● TEXTE SOURCE
__________________________________________________
Le texte. Luc 5, 1 – 11 (Les mots en italique sont plus proches de l’original que ceux du missel.)
Un jour, Jésus se trouvait debout sur le bord du lac de Génésareth. La foule se pressait autour de lui pour écouter la parole de Dieu. Il vit deux barques amarrées au bord du lac. Les pécheurs en étaient descendus et lavaient leurs filets. Jésus monta dans une des barques qui appartenait à Simon, et lui demanda de s’éloigner un peu du rivage. Puis il s’assit et, de la barque, il enseignait la foule. Quand il eut fini de parler, il dit à Simon : « Avance en eau profonde et laisse descendre les filets pour prendre du poisson. » Simon lui répondit : « Maître, nous avons peiné toute la nuit sans rien prendre. Mais sur ta parole, je laisserai descendre les filets. » Ils le firent, et ils prirent une telle quantité de poissons que leurs filets se déchiraient. Ils firent signe à leurs compagnons de l’autre barque de venir les aider. Ceux-ci vinrent, et ils remplirent les deux barques, à tel point qu’elles enfonçaient. A cette vue, Simon-Pierre tomba aux pieds de Jésus, en disant : « Seigneur, éloigne-toi de moi, car je suis un homme pécheur. » L’effroi, en effet, l’avait saisi, lui et ceux qui étaient avec lui, devant la quantité de poissons qu’ils avaient prise. Et de même Jacques et Jean, fils de Zébédée, ses compagnons. Jésus dit à Simon : « Sois sans crainte, désormais ce sont des hommes vivants que tu prendras. » Alors ils ramenèrent les barques au rivage et, laissant tout, ils le suivirent.
__________________________________________________
● ENTRÉES FOURNIES
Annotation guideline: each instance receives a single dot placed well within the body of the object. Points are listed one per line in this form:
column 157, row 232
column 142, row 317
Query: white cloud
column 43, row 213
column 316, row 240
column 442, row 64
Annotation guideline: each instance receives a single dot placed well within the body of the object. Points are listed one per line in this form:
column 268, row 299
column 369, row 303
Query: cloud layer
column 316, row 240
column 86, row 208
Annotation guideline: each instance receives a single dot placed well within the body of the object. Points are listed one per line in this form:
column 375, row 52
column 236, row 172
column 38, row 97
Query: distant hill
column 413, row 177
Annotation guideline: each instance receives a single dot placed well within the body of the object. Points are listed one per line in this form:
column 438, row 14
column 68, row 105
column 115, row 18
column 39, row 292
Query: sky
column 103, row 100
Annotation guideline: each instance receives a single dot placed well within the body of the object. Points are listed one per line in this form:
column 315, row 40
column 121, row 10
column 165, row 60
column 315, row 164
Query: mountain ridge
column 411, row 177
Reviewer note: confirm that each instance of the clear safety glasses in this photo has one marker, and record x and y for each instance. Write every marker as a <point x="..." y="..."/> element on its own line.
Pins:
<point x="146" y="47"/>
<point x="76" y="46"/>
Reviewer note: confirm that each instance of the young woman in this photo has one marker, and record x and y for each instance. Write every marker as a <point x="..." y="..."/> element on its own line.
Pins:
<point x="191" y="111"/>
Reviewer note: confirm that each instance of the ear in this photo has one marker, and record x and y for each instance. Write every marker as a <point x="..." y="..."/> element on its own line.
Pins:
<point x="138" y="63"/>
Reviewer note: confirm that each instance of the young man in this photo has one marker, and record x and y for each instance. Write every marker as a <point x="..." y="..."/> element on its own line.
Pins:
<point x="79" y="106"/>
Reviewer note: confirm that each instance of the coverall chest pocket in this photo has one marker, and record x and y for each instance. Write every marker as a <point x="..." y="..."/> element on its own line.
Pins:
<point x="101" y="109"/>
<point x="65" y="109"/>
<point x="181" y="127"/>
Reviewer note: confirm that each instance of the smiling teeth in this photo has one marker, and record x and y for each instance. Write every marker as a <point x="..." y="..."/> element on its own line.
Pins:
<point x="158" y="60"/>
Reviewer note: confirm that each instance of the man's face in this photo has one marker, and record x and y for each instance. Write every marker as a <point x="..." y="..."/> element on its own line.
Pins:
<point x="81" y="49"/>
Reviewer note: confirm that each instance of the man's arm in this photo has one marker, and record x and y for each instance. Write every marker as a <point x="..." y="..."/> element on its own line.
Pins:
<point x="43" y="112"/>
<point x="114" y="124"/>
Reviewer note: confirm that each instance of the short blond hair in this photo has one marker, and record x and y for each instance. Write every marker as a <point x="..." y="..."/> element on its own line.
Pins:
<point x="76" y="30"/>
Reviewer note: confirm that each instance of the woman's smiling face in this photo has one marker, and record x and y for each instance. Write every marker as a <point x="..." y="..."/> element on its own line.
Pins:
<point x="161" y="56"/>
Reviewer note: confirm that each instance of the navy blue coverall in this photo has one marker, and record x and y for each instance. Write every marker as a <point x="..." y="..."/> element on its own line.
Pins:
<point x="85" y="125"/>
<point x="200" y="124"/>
__________________________________________________
● VOS TÂCHES
- 1) Quelles paroles le texte source rapporte-t-il entre guillemets ? Recopiez-les toutes.
- 2) Réécrivez en CSV à deux colonnes, « consigne » et « réponse », tout ce qui va de la ligne des entrées contenant « Reviewer note: confirm that each instance of the navy » jusqu'à la fin des entrées, les deux bornes incluses. Mettez une ligne par demande, chaque champ entre guillemets, avec les sauts de ligne remplacés par des espaces.
Les entrées ci-dessus n'ont aucun lien avec le texte source.

● CORRIGÉ
- 1)
« Avance en eau profonde et laisse descendre les filets pour prendre du poisson. »
« Maître, nous avons peiné toute la nuit sans rien prendre. Mais sur ta parole, je laisserai descendre les filets. »
« Seigneur, éloigne-toi de moi, car je suis un homme pécheur. »
« Sois sans crainte, désormais ce sont des hommes vivants que tu prendras. »

- 2)
consigne,réponse
"Reviewer note: confirm that each instance of the navy blue coverall in this photo has one marker, and record x and y for each instance. Write every marker as a <point x=""..."" y=""...""/> element on its own line. Pins:","<point x=""85"" y=""125""/> <point x=""200"" y=""124""/>"